# Brano citato
:::
In questo senso la macchina fotografica è l’esempio perfetto del meccanismo che, riproducendo il reale, cattura la sua verità, cioè la sua oggettività. O almeno: così è comunemente inteso, erroneamente però.
Questa concezione ha infatti creato più equivoci che altro perché la macchina fotografica non è affatto obiettiva e, rappresentando, opera per interposta persona del fotografo, una selezione degli elementi del reale. Li “compone” (e non è un caso che si parli di “composizione fotografica”) secondo ordini e gerarchie visive che non c’entrano con la realtà ma piuttosto con il significato che le si vuol dare, che è – guarda caso – soggettivo.
La macchina fotografica però è anche uno dei pochi strumenti che riesce a cogliere certe manifestazioni del magico, in particolare in una sua forma particolare, cioè il surreale. A volte la composizione di un fotogramma ha geometrie sghembe e rivela dettagli apparentemente irreali: pone gli oggetti ritratti in relazioni tra di loro incongruenti, perché nella realtà non esistono. Distorce il reale e ne restituisce un’immagine diversa.
La macchina fotografica costruisce un significato mentre la realtà è e basta, e non ha un significato.
L’apparecchio fotografico non definisce l’oggettività delle cose e quindi non è lo strumento che possa restituire un’immagine oggettiva: non è una macchina sufficiente.
Non è nemmeno quello che interessa, perché la magia non sta nell’oggettivo o di certo non ne è rivelata. La magia è un’allusione a un’altra dimensione e semmai la macchina fotografica permette di cogliere le pieghe del reale in cui si manifesta.
Gli squarci nella realtà – mi piace pensare e non sono nemmeno originale nel pensarlo – permettono di vedere in altre dimensioni. Non riesco a non credere che vi sia qualcosa del pensiero magico anche nelle intuizioni dei fisici che fondarono al fisica quantistica: l’idea di altri universi paralleli è un’elegante risposta a una suggestione che non credo sia venuta solo da una carenza del calcolo. Non deve essergli stata suggerita insomma solo da uno strumento razionale ma origina da qualche altra intuizione.
Un’interpretazione estesa della teoria della neurotrasduzione suggerisce altre interessanti letture del fenomeno magico. Questa teoria postula la modalità con cui il cervello potrebbe “trasdurre” o convertire l’informazione elettrochimica in stati di coscienza. In altre parole, cerca di spiegare come i processi fisici e chimici nel cervello (come i segnali neuronali) si trasformino in esperienze soggettive di coscienza. Il nostro cervello non sente gli odori né vede i colori ma interpreta i segnali che i sensi raccolgono rispetto a odori e colori. Il processo è simile a quello di un microfono che traduce in un segnale elettromagnetico qualcosa che ha natura diversa, come le onde sonore. Le onde non sono interpretabili dal cervello ma il segnale sì, ed è chiamato suono. Una realtà fenomenica e oggettiva può insomma diventare soggettiva e cosciente (stati di coscienza) attraverso questo portale/interfaccia.
:::
# Materiale fornito
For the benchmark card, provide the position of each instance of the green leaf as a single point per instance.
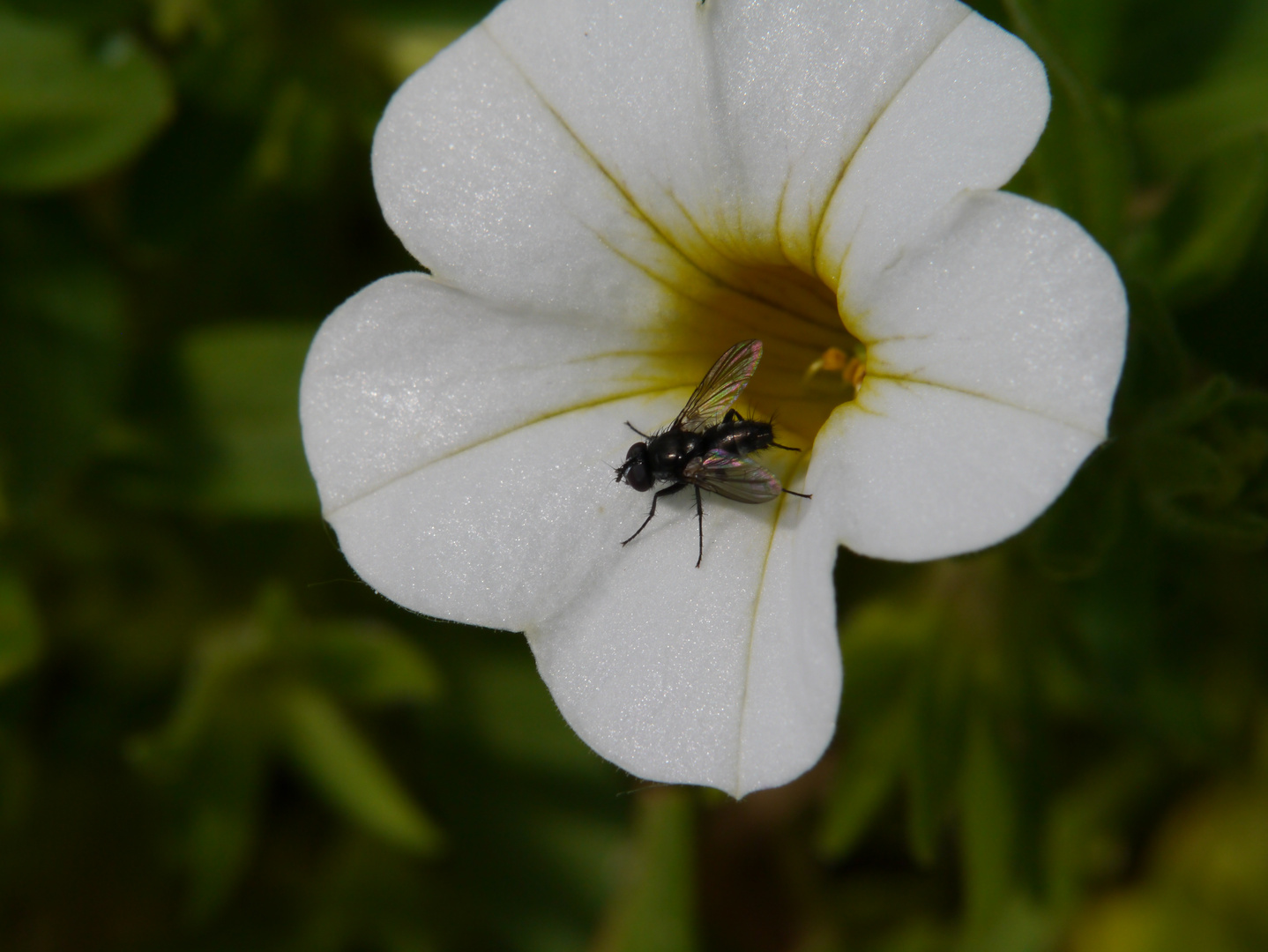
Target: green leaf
:::
# Esercizio assegnato 1
Elenca tutto ciò che, secondo il brano su fotografia e magia, la macchina fotografica non è oppure non fa.
# Esercizio assegnato 2
Nel brano su fotografia e magia, a che cosa viene paragonato il processo con cui il cervello interpreta i segnali raccolti dai sensi?
# Esercizio assegnato 3
Prosegui il brano su fotografia e magia a partire dalla sua ultima frase.
Il materiale non ha alcun ruolo in questo lavoro.

# Risultato atteso 1
- Non è affatto obiettiva.
- Non definisce l'oggettività delle cose.
- Non è lo strumento che possa restituire un'immagine oggettiva.
- Non è una macchina sufficiente.

# Risultato atteso 2
Viene paragonato a un microfono che traduce in un segnale elettromagnetico qualcosa di natura diversa, come le onde sonore.

# Risultato atteso 3
Come può servire a interpretare segnali che provengono dalla realtà fenomenica, questa interfaccia potrebbe decodificare o almeno accorgersi di segnali che provengono da altre dimensioni. C’è molta magia in tutto ciò, se non altro perché l’esistenza di altre dimensioni non è stata dimostrata, almeno che io sappia. Ma queste mie parole sono ipotesi non scientifiche, sono suggestioni.
Queste altre dimensioni danno se non altro l’idea che vi sia dell’altro, che non sia tutto qui, che – a ben pensarci – è dove risiede il potere dell’arte, nelle sue forme specifiche di pittura, musica, cinema, scultura, danza, fotografia. L’idea insomma che l’arte usi l’apparenza reale (la sua presenza materiale) per dire altro o per alludere ad altri significati. Ad altri mondi, insomma.
L’artista quindi non esprime solo un’idea che conserva e sviluppa dentro di sé ma è un creatore di mondi, o è un trasduttore. Decodifica il segnale che arriva da altrove e gli dà una forma.
Non è detto che questo segnale sia comprensibile (spesso l’arte non lo è) ma l’importante è che venga captato.
A volte non serve nemmeno essere artisti (cioè creare) per accorgersene. La pareidolia, ossia il vedere immagini ove non ci sono (come vedere draghi nelle nuvole) è un processo visivo e mentale conosciuto e riconosciuto ma può anche essere interpretato come la percezione di un’altra realtà che si manifesta, sotto altre spoglie, celandosi. Si può obiettare che nella realtà quella è una nuvola e non un drago ed è spiegabile anche che il cervello sia ingannato dalla lettura di quell’immagine (il neurotrasduttore percepisce rumore e lo scambia per suono) ma è altrettanto vero che quella potrebbe essere un’altra realtà.
Concludo: la magia può essere una manifestazione dell’inconoscibile, dell’altra dimensione o anche di realtà non razionali, poco conta. Non deve essere spiegata perché non c’è né il linguaggio né la fisica per farlo, o almeno non ancora. L’importante è accettare che esista, pur all’interno del pensiero più positivista. Ammettere che non tutto può essere spiegato è una condizione molto scientifica, del resto. Forse la scienza specificherebbe che non tutto può essere spiegato per ora, ma poco conta. Nell’inspiegabile c’è il prossimo materiale di indagine della scienza.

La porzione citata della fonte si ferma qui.